* **REQUIREMENT**: List every line in the stored data below that contains the string "window", copying each one in full. Matching is case-sensitive.

Stored data
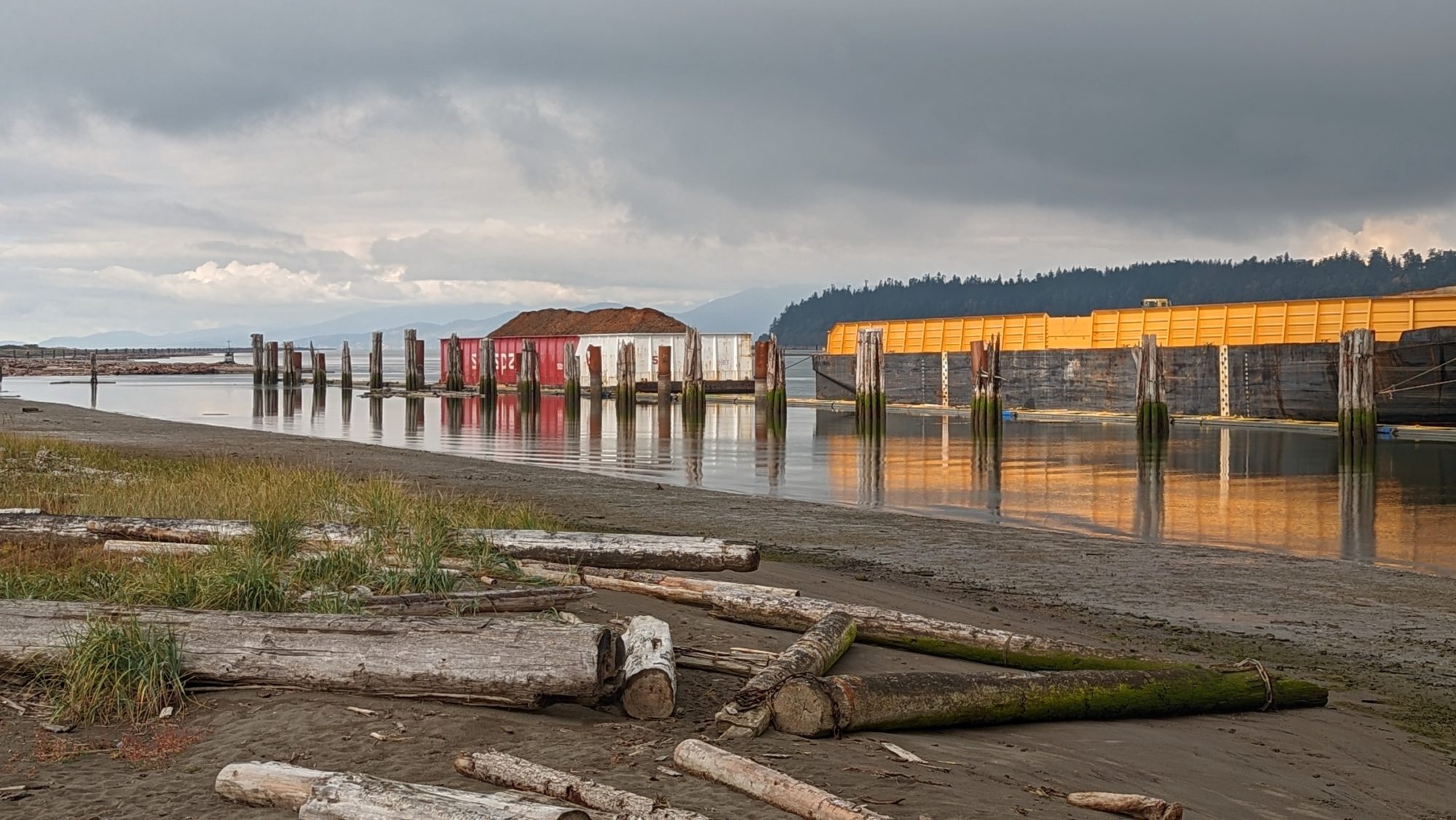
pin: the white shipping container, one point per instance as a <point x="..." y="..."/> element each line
<point x="727" y="358"/>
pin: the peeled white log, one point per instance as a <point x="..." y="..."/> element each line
<point x="509" y="771"/>
<point x="155" y="548"/>
<point x="497" y="661"/>
<point x="593" y="550"/>
<point x="1136" y="806"/>
<point x="359" y="797"/>
<point x="762" y="783"/>
<point x="650" y="671"/>
<point x="475" y="601"/>
<point x="930" y="636"/>
<point x="656" y="585"/>
<point x="745" y="663"/>
<point x="282" y="786"/>
<point x="751" y="713"/>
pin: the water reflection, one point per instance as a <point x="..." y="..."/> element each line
<point x="1358" y="540"/>
<point x="1148" y="500"/>
<point x="1243" y="487"/>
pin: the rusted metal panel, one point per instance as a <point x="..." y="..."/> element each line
<point x="550" y="350"/>
<point x="727" y="358"/>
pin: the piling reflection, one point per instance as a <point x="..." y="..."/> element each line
<point x="871" y="477"/>
<point x="414" y="419"/>
<point x="986" y="462"/>
<point x="1148" y="500"/>
<point x="1358" y="515"/>
<point x="454" y="410"/>
<point x="1243" y="487"/>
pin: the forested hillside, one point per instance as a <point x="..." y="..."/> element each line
<point x="1081" y="291"/>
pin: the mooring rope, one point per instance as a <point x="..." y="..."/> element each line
<point x="1265" y="677"/>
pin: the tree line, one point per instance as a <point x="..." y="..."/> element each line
<point x="1083" y="291"/>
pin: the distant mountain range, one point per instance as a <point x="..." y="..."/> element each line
<point x="751" y="311"/>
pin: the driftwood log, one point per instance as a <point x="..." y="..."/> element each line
<point x="745" y="663"/>
<point x="509" y="771"/>
<point x="930" y="636"/>
<point x="933" y="700"/>
<point x="656" y="585"/>
<point x="751" y="711"/>
<point x="343" y="796"/>
<point x="762" y="783"/>
<point x="1135" y="806"/>
<point x="499" y="662"/>
<point x="475" y="602"/>
<point x="592" y="550"/>
<point x="649" y="671"/>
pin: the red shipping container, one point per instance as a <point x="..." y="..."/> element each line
<point x="550" y="350"/>
<point x="471" y="356"/>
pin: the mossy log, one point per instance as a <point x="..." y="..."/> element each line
<point x="1135" y="806"/>
<point x="617" y="551"/>
<point x="762" y="783"/>
<point x="928" y="636"/>
<point x="815" y="653"/>
<point x="505" y="662"/>
<point x="509" y="771"/>
<point x="344" y="796"/>
<point x="934" y="700"/>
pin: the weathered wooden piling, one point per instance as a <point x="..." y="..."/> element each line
<point x="258" y="359"/>
<point x="529" y="379"/>
<point x="346" y="369"/>
<point x="411" y="349"/>
<point x="627" y="382"/>
<point x="761" y="371"/>
<point x="376" y="360"/>
<point x="986" y="409"/>
<point x="695" y="394"/>
<point x="775" y="398"/>
<point x="870" y="384"/>
<point x="1154" y="423"/>
<point x="455" y="365"/>
<point x="573" y="375"/>
<point x="290" y="369"/>
<point x="487" y="387"/>
<point x="595" y="372"/>
<point x="665" y="377"/>
<point x="1356" y="400"/>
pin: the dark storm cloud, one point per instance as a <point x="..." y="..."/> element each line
<point x="1234" y="113"/>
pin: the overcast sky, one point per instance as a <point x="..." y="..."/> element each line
<point x="181" y="165"/>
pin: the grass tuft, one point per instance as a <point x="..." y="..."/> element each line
<point x="117" y="671"/>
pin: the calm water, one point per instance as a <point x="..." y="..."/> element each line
<point x="1240" y="489"/>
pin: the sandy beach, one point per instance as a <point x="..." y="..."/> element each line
<point x="1382" y="640"/>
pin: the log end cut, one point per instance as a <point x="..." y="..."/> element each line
<point x="650" y="697"/>
<point x="804" y="707"/>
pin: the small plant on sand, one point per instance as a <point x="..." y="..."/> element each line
<point x="117" y="672"/>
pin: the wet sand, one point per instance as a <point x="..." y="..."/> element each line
<point x="1384" y="640"/>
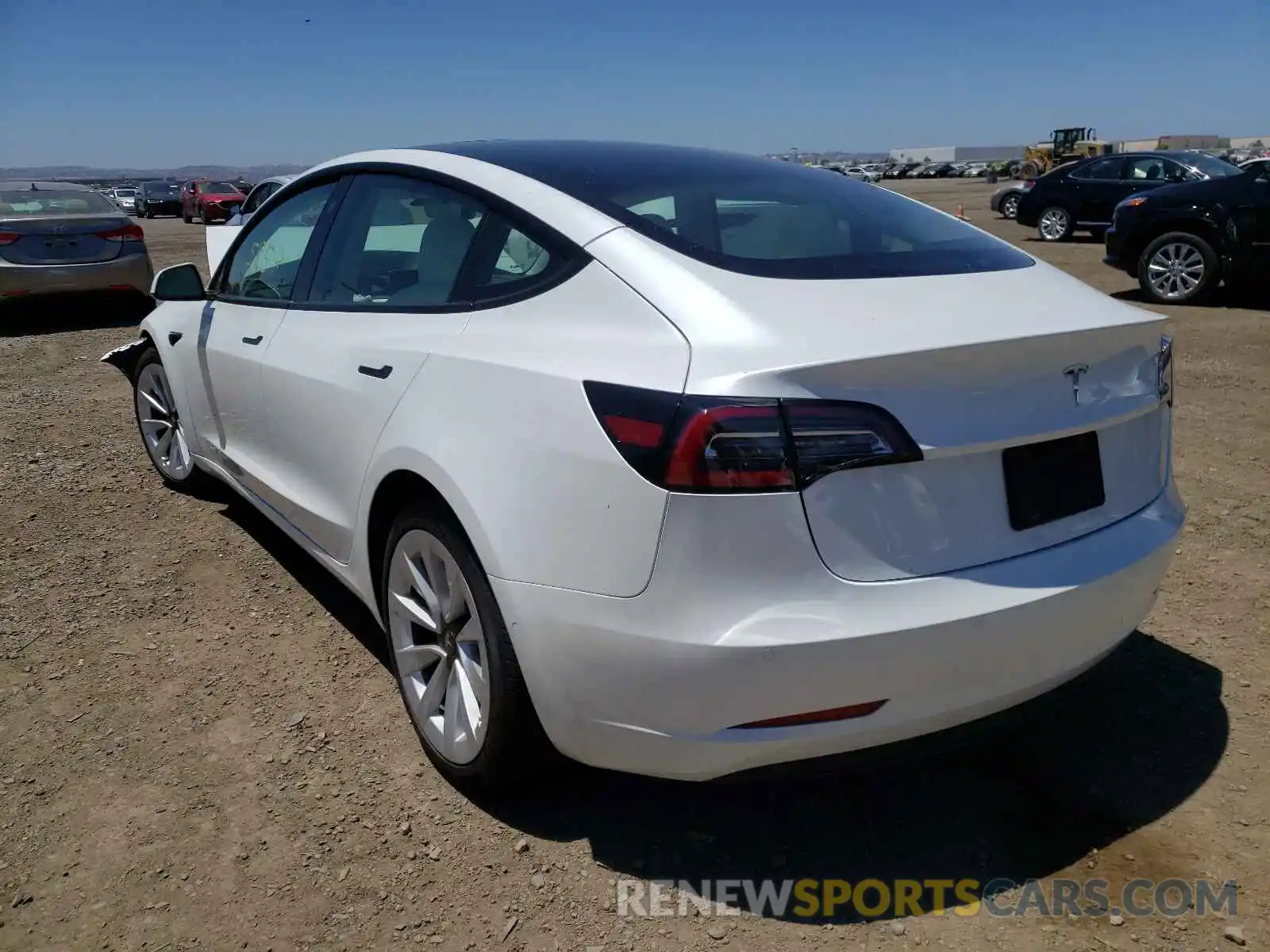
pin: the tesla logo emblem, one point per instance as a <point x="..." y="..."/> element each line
<point x="1075" y="372"/>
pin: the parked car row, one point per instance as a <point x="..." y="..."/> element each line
<point x="1180" y="222"/>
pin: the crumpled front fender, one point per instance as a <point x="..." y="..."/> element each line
<point x="126" y="357"/>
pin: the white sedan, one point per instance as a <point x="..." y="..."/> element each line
<point x="673" y="461"/>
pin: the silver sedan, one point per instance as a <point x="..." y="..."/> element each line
<point x="56" y="236"/>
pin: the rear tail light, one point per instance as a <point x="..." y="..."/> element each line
<point x="719" y="444"/>
<point x="129" y="232"/>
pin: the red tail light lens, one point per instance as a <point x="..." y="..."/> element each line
<point x="715" y="444"/>
<point x="129" y="232"/>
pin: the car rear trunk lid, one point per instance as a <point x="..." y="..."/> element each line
<point x="975" y="366"/>
<point x="63" y="239"/>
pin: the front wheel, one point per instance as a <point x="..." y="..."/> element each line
<point x="1178" y="270"/>
<point x="452" y="657"/>
<point x="159" y="422"/>
<point x="1054" y="225"/>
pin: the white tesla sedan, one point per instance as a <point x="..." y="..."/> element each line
<point x="677" y="461"/>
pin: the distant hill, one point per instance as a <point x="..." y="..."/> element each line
<point x="252" y="173"/>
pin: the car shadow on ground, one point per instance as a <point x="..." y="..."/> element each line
<point x="1245" y="298"/>
<point x="1016" y="797"/>
<point x="27" y="317"/>
<point x="343" y="606"/>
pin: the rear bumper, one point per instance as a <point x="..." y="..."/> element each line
<point x="1115" y="251"/>
<point x="130" y="271"/>
<point x="730" y="632"/>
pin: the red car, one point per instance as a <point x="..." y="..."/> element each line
<point x="210" y="201"/>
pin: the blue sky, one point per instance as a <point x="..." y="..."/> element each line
<point x="171" y="83"/>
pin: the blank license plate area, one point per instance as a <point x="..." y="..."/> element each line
<point x="1052" y="480"/>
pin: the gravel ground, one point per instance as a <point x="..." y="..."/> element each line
<point x="201" y="746"/>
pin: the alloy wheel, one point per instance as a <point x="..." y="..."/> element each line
<point x="160" y="424"/>
<point x="1175" y="271"/>
<point x="438" y="645"/>
<point x="1053" y="224"/>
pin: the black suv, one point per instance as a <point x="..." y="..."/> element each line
<point x="1183" y="240"/>
<point x="158" y="198"/>
<point x="1081" y="196"/>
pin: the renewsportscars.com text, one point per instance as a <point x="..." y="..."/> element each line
<point x="876" y="899"/>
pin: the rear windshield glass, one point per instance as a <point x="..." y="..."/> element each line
<point x="46" y="202"/>
<point x="759" y="216"/>
<point x="1212" y="167"/>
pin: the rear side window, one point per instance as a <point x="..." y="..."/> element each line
<point x="765" y="217"/>
<point x="264" y="266"/>
<point x="397" y="243"/>
<point x="1100" y="171"/>
<point x="402" y="243"/>
<point x="1153" y="168"/>
<point x="804" y="230"/>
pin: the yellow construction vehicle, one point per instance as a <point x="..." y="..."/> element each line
<point x="1066" y="146"/>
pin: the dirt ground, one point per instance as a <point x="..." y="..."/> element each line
<point x="201" y="746"/>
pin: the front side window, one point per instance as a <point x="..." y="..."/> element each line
<point x="760" y="217"/>
<point x="266" y="263"/>
<point x="399" y="243"/>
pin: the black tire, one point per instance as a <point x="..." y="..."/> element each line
<point x="196" y="479"/>
<point x="1184" y="240"/>
<point x="1049" y="234"/>
<point x="516" y="747"/>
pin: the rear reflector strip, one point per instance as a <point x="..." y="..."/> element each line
<point x="833" y="714"/>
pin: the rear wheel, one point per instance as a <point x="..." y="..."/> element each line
<point x="1054" y="225"/>
<point x="1178" y="268"/>
<point x="452" y="657"/>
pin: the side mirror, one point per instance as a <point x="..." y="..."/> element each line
<point x="182" y="282"/>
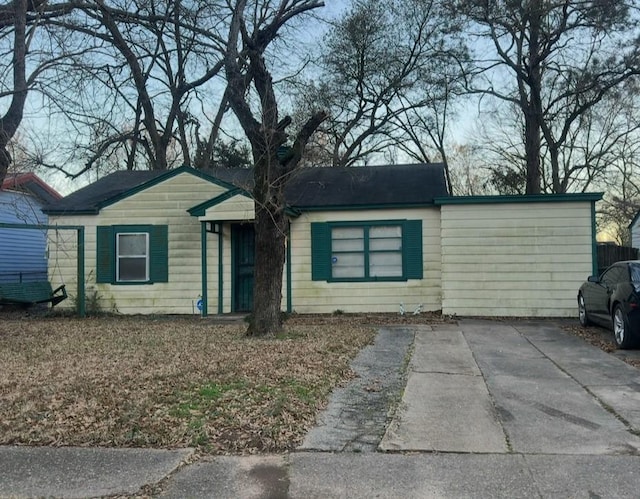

* **WRITTEN RESPONSE**:
pin: the rear side window, one point per instance as a <point x="..." y="..."/> element each line
pin: the front side window, one point per instance as a <point x="..." y="..."/> element each line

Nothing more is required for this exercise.